DEVELOPER Sean Dunne's ambitious high-rise project for Dublin would generate 5,000 permanent jobs and give a €400m annual boost to the country's economy, it was claimed yesterday.
Experts for the businessman launched a concerted pitch in support of the controversial project in the face of growing criticism of his scheme.
The An Bord Pleanala hearing into the project was told that the €1.48bn proposal -- which includes a 37-storey tower -- would create a new urban and cultural quarter in the city.
But there was a warning that international investors would go elsewhere if the project did not go ahead.
Submissions for some of the 36 objectors to the project have already been made at the hearing, which is expected to last another week.
Yesterday, engineering, architectural, planning and geological experts were called on behalf of Mr Dunne to extol the virtues and outline the economic and environmental impact of his skyscraper plan for Ballsbridge.
The businessman paid a record €380m for the seven-acre Jurys/Berkeley Court site in 2005, and while the council granted permission for a large part of the project, it crucially rejected his plans for the 37-storey tower.
Further details of those plans were spelled out on the seventh day of the public hearing in Croke Park, Dublin, by Marion Chalmers, a director of chartered planning consultants Declan Brassil & Co.
The project will take seven years to build and will provide 1,000 construction jobs over the life of the building work.

◆ ◆ ◆

(EXERCISE REQUIREMENTS):
1/ Answer these from the article on the Ballsbridge high-rise project:
(a) How many objectors does the project have?
(b) How much did the businessman pay for the Jurys/Berkeley Court site?
(c) How many construction jobs will the project provide?
2/ Please continue the news article on Sean Dunne's Ballsbridge high-rise plan, picking up after its last sentence.
The lines have no connection to the article about the Dublin high-rise project.

(SUPPLIED RECORDS):
◆ ◆ ◆

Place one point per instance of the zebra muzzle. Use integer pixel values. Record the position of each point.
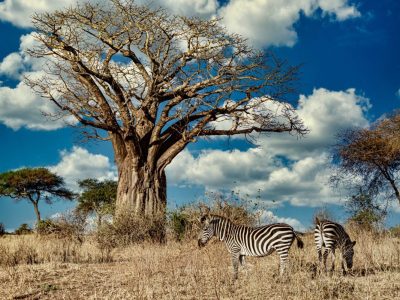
(200, 243)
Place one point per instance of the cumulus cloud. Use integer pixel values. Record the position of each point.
(21, 107)
(302, 177)
(263, 22)
(19, 12)
(79, 164)
(325, 113)
(271, 22)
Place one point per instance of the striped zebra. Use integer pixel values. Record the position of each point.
(249, 241)
(332, 235)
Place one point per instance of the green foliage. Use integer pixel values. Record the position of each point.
(47, 226)
(179, 223)
(98, 197)
(23, 229)
(364, 211)
(68, 226)
(395, 231)
(130, 229)
(33, 184)
(184, 222)
(2, 229)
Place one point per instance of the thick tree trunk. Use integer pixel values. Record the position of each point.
(37, 212)
(141, 190)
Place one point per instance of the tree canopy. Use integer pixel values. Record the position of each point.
(152, 83)
(33, 184)
(370, 157)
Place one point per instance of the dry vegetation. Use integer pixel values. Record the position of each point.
(34, 267)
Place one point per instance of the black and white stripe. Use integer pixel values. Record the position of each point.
(331, 235)
(249, 241)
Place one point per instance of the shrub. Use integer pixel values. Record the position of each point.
(69, 226)
(395, 231)
(45, 227)
(179, 223)
(2, 229)
(184, 222)
(129, 229)
(23, 229)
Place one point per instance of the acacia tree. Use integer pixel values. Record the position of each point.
(371, 157)
(152, 83)
(33, 184)
(97, 197)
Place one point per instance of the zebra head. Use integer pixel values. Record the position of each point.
(208, 230)
(348, 253)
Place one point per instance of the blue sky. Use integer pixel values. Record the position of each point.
(349, 77)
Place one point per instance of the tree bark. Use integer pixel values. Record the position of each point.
(141, 190)
(37, 212)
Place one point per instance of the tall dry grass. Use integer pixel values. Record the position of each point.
(34, 267)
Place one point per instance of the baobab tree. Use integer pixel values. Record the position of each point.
(152, 83)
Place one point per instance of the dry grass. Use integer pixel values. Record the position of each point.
(38, 268)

◆ ◆ ◆

(OUTPUTS IN ORDER):
1/
(a) 36
(b) A record €380m, in 2005
(c) 1,000 construction jobs over the life of the building work

2/
Included in the plans are more than 27,000 sq m of office space; embassy accommodation; a 232-bedroom hotel; 536 apartments; and over 14,000 sq m of retail floor space.
However, Ms Chalmers said that if the council's decision to strip out more than 27,000 sq m of office space was to stand, the number of new jobs created by the project would fall by more than 1,300, with a yearly loss of nearly €172m to the economy.
Civil engineer Donal McDaid of consulting engineers Arup said the project would create a new urban pedestrian-friendly quarter for Dublin.
With more than 1,300 car spaces proposed for the complex -- 804 for residents -- motorists using the buildings on the site would be introduced to a new concept of car storage. This would see the introduction of a Rotterdam-style car-stacking system for infrequent car users.
Architect David Slattery criticised some of the buildings surrounding the site and said that, with the exception of the American Embassy, they were "ugly and insensitive".
Should the proposal not go ahead, the area would remain dominated by Carrisbrook House, Lansdowne House and the "utter mediocrity of Hume House to the south", he said.
The hearing continues.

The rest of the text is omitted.